━━ Source passage
A former investment banker, Pit Karbe is hoping Hello Fresh helps reduce the stress and hassle of making healthy home cooked meals.
Pit who previously worked as an investment banker at Morgan Stanley says he understand how busy City professional are, and how inconvenient it is sometimes to plan meals and shop for groceries, it becomes a chore he says.
I recently had a chat with Pit as we spoke about how the idea for Hello Fresh came about, his background, gaining traction, investment, challenges along the way and advices for entrepreneurs.
Hi Pit, Thanks for doing this. How are you doing today?
I’m great, thanks for having me. Before I started Hello Fresh I used to spend a lot of time on websites such as YHP so it’s great to contribute something.
Can you give us some background information about yourself?
I grew up in Germany and came to the UK to study management at the London School of Economics. After graduating I cut my teeth as an investment banker at Morgan Stanley before joining Lord Rothschild’s RIT Capital Partners where I invested in the global equity markets.
━━━━
━━ Data rows
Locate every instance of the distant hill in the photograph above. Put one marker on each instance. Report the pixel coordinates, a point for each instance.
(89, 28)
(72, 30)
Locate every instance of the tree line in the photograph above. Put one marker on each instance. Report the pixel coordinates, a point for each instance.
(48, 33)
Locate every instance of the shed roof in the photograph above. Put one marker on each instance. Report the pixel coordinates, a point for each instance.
━━━━
Complete the following:
1. Answer these from the Hello Fresh interview:
(a) What does Pit Karbe hope Hello Fresh will reduce?
(b) What website did he spend a lot of time on before starting Hello Fresh?
(c) In which country did he grow up?
2. Duplicate the stretch of the Hello Fresh interview from "Pit who previously" through "you doing today?", keeping every word unchanged.

Results of the exercise:
1.
(a) The stress and hassle of making healthy home cooked meals.
(b) YHP.
(c) Germany.

2.
Pit who previously worked as an investment banker at Morgan Stanley says he understand how busy City professional are, and how inconvenient it is sometimes to plan meals and shop for groceries, it becomes a chore he says.
I recently had a chat with Pit as we spoke about how the idea for Hello Fresh came about, his background, gaining traction, investment, challenges along the way and advices for entrepreneurs.
Hi Pit, Thanks for doing this. How are you doing today?